→ WHAT YOU SHOULD DO
Turn the stretch from the beginning of the entries through the line that contains "column 116, row 153" into a numbered list, leaving out any blank lines.

→ Pointing dataset excerpts
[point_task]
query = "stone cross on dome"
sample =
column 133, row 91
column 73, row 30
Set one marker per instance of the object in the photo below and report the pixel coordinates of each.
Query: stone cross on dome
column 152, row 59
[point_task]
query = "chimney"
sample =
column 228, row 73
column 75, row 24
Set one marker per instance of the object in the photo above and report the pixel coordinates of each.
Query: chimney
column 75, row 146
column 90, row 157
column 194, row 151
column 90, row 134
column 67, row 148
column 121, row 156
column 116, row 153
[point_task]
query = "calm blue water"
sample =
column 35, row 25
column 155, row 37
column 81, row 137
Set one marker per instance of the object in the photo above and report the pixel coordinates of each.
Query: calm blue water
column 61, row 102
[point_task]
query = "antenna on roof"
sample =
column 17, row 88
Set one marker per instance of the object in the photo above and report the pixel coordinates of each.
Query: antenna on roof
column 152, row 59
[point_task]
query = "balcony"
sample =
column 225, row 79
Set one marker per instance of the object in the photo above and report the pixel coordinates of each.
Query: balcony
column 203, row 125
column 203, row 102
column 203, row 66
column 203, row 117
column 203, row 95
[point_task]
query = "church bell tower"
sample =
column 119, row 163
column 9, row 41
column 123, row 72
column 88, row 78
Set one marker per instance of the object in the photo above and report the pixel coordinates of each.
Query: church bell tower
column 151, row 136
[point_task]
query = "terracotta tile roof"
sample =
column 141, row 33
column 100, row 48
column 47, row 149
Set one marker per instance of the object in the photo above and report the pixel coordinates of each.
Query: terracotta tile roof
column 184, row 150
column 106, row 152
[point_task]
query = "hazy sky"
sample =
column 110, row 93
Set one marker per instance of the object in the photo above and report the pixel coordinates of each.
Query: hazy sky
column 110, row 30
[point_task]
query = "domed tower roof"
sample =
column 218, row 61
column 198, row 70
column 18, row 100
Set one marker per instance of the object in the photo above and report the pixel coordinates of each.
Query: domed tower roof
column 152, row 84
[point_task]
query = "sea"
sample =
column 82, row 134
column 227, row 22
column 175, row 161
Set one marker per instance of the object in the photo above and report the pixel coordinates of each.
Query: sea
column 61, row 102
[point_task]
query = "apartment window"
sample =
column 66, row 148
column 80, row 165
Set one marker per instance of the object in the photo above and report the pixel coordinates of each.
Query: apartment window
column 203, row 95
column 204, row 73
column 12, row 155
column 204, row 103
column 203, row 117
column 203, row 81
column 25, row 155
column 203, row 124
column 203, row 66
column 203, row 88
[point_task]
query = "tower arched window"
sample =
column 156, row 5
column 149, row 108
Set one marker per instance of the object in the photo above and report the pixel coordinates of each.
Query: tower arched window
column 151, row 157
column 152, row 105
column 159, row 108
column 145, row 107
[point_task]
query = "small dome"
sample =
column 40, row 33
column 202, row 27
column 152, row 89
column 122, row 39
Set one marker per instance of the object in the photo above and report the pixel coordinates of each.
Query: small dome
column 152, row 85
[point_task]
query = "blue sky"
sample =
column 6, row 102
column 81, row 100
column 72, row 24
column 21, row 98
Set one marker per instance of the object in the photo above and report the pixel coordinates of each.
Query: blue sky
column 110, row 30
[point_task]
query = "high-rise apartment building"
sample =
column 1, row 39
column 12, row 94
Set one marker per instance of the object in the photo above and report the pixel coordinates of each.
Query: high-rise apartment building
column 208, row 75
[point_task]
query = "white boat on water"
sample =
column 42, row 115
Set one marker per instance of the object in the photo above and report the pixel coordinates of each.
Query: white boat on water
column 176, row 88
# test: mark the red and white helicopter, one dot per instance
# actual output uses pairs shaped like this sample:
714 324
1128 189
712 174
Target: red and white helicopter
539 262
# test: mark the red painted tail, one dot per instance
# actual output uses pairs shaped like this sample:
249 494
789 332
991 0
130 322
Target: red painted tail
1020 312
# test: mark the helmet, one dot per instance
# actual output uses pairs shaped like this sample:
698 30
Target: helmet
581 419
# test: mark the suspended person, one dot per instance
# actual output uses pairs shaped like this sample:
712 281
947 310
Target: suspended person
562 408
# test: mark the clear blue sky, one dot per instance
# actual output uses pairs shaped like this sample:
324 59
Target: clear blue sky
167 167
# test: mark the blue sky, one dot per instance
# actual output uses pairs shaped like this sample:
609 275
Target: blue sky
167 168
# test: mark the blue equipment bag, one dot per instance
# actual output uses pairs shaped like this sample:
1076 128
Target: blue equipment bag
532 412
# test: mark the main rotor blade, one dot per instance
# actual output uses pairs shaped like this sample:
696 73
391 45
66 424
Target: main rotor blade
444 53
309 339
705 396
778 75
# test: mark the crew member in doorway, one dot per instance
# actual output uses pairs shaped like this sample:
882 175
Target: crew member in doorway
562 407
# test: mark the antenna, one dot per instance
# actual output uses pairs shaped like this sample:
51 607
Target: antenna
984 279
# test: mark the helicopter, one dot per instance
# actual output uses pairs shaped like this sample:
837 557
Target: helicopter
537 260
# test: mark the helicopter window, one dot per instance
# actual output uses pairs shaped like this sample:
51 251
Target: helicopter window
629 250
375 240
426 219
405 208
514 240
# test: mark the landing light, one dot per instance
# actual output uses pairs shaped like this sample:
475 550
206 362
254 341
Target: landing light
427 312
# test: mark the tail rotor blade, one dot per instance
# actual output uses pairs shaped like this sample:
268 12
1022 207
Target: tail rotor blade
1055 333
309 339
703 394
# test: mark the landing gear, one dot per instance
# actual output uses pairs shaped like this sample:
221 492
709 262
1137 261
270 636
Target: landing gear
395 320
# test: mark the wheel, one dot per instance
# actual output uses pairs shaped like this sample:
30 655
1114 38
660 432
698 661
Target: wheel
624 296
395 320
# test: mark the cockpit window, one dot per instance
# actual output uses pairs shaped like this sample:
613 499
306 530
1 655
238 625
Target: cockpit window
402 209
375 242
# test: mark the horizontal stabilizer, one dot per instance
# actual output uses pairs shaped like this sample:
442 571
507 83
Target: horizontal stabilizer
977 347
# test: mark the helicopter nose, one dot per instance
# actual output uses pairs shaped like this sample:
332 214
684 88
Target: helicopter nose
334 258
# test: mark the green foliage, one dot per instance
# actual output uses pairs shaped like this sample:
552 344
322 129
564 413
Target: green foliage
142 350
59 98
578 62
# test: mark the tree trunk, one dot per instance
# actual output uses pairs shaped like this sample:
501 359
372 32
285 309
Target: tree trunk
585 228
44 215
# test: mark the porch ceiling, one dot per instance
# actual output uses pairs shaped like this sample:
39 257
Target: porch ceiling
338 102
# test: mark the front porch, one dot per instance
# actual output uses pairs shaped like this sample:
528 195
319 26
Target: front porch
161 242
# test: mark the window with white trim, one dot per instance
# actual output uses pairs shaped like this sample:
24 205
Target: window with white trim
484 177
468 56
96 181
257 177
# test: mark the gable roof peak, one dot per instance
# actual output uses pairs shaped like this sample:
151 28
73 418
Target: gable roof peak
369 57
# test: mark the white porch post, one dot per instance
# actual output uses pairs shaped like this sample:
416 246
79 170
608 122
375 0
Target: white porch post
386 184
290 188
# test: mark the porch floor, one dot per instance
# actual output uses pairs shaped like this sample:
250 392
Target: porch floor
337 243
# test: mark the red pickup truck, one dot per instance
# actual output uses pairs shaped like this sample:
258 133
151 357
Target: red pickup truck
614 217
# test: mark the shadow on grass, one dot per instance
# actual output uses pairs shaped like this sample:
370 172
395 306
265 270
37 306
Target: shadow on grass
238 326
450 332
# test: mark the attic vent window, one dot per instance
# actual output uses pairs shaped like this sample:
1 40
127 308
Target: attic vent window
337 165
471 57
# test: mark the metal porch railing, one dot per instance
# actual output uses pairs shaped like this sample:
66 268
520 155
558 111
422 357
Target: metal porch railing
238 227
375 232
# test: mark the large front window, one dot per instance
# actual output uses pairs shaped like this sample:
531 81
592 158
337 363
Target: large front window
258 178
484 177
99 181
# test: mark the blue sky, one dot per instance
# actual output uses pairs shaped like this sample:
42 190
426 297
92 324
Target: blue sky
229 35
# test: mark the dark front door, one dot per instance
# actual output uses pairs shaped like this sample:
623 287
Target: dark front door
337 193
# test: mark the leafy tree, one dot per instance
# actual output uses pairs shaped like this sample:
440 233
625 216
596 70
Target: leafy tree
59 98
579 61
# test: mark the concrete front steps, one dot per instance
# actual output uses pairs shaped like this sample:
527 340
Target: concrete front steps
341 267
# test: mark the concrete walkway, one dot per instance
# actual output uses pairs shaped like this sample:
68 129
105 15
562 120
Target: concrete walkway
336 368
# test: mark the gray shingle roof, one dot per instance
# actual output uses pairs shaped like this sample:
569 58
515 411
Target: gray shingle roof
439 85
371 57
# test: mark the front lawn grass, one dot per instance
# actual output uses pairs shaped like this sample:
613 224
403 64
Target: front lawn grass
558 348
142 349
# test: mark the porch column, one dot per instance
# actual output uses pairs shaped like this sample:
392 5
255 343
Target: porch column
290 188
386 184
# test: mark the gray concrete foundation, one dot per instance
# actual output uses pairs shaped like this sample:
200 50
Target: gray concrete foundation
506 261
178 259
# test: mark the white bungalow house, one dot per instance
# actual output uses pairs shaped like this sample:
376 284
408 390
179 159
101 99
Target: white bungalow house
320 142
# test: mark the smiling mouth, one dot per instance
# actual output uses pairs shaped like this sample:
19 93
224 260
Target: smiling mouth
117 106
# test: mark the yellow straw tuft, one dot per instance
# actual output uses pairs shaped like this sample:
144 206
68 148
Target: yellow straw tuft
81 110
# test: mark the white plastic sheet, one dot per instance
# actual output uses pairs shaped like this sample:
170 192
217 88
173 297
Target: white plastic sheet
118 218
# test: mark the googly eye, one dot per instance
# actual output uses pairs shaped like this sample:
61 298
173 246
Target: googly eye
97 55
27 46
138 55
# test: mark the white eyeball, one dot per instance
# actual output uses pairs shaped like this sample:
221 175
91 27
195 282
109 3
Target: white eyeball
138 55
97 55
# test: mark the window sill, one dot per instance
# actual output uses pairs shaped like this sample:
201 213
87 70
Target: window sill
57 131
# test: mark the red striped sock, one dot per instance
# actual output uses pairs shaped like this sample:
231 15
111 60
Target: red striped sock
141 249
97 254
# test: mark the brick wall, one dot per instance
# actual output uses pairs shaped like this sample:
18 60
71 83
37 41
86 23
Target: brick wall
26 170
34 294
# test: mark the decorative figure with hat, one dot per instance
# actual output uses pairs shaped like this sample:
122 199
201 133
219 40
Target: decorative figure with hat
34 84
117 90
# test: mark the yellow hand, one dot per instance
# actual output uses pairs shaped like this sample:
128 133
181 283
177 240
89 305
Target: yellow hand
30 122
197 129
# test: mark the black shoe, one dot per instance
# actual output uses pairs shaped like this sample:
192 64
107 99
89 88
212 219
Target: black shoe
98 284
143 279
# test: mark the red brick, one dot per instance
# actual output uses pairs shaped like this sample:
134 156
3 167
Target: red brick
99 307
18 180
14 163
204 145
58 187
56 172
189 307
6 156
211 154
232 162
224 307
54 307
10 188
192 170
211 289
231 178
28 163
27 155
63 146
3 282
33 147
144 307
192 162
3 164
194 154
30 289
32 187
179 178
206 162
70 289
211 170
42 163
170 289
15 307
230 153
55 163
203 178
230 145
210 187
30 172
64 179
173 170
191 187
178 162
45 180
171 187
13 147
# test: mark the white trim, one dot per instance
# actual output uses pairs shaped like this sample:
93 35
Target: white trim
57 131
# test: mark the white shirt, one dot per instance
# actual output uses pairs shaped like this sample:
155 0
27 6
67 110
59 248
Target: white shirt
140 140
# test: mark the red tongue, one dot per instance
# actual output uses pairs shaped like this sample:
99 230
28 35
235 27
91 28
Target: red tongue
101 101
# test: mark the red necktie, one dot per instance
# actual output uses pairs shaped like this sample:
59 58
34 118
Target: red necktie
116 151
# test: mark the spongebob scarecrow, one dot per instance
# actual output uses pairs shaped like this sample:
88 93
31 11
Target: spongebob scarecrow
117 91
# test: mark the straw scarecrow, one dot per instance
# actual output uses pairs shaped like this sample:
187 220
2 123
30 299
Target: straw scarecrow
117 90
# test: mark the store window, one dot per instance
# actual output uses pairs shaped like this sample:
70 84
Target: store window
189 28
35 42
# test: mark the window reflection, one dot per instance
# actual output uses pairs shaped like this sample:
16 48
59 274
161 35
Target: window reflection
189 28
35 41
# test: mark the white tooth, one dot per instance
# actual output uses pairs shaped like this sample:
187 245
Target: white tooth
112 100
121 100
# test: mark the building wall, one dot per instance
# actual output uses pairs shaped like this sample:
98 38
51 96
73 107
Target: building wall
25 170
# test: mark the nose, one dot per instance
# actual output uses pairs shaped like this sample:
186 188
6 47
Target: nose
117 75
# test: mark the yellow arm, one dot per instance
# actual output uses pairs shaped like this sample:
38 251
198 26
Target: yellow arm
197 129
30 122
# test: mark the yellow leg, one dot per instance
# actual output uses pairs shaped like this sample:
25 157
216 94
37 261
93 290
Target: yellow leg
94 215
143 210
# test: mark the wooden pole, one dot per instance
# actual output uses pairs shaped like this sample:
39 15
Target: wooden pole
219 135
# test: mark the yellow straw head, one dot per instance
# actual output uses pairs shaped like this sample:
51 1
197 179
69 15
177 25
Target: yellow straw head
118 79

→ FULL SOLUTION
1. [point_task]
2. query = "stone cross on dome"
3. sample =
4. column 133, row 91
5. column 73, row 30
6. Set one marker per instance of the object in the photo below and report the pixel coordinates of each.
7. Query: stone cross on dome
8. column 152, row 59
9. [point_task]
10. query = "chimney"
11. sample =
12. column 228, row 73
13. column 75, row 24
14. Set one marker per instance of the object in the photo above and report the pixel coordinates of each.
15. Query: chimney
16. column 75, row 146
17. column 90, row 157
18. column 194, row 151
19. column 90, row 134
20. column 67, row 148
21. column 121, row 156
22. column 116, row 153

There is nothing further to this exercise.